_Task details_
Only the lines that contain the string "head" belong in the answer; pull them from the records.

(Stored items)
....................

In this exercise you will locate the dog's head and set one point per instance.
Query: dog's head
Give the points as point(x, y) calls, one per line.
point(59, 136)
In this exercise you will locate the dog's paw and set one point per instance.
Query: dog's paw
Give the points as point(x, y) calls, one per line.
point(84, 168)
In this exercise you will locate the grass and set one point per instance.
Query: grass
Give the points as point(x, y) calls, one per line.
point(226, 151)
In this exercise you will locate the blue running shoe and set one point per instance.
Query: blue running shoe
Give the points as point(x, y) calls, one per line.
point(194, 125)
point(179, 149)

....................

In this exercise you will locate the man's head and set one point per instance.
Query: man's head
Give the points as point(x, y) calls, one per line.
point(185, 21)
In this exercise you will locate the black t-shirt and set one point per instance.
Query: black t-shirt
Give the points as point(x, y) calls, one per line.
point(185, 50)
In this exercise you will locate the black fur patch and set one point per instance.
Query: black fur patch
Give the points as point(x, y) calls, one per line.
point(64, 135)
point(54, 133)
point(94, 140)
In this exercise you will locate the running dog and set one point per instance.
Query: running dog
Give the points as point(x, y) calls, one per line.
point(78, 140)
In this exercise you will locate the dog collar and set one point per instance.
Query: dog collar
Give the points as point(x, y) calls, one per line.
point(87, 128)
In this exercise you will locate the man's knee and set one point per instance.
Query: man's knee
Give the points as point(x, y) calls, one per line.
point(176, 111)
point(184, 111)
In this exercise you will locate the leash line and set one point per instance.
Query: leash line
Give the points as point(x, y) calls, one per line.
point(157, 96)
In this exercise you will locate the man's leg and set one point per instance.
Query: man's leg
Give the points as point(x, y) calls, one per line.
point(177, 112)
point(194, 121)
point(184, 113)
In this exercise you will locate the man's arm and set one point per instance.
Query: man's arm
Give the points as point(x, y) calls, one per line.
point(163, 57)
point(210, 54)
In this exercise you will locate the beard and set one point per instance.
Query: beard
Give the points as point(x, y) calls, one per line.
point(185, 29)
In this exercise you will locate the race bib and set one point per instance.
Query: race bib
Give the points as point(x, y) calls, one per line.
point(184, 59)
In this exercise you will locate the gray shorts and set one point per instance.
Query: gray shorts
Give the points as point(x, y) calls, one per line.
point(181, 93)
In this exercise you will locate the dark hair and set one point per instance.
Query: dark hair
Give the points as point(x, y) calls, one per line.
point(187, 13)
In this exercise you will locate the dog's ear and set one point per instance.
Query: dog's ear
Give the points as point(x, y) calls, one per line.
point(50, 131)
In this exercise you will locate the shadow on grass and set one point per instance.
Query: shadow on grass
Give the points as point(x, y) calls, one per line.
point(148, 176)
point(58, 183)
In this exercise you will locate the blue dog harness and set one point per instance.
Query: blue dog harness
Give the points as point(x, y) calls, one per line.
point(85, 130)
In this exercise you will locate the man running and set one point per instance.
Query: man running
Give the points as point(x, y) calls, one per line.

....................

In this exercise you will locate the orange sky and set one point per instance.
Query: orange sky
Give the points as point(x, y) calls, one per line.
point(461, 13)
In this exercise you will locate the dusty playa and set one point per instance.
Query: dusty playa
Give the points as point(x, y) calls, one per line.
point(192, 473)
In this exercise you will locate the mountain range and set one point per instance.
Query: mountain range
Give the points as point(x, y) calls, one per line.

....................

_Result of this task_
In this exercise you will locate the dog's head and set one point per instance.
Query: dog's head
In this exercise you will locate the man's head and set one point per instance.
Query: man's head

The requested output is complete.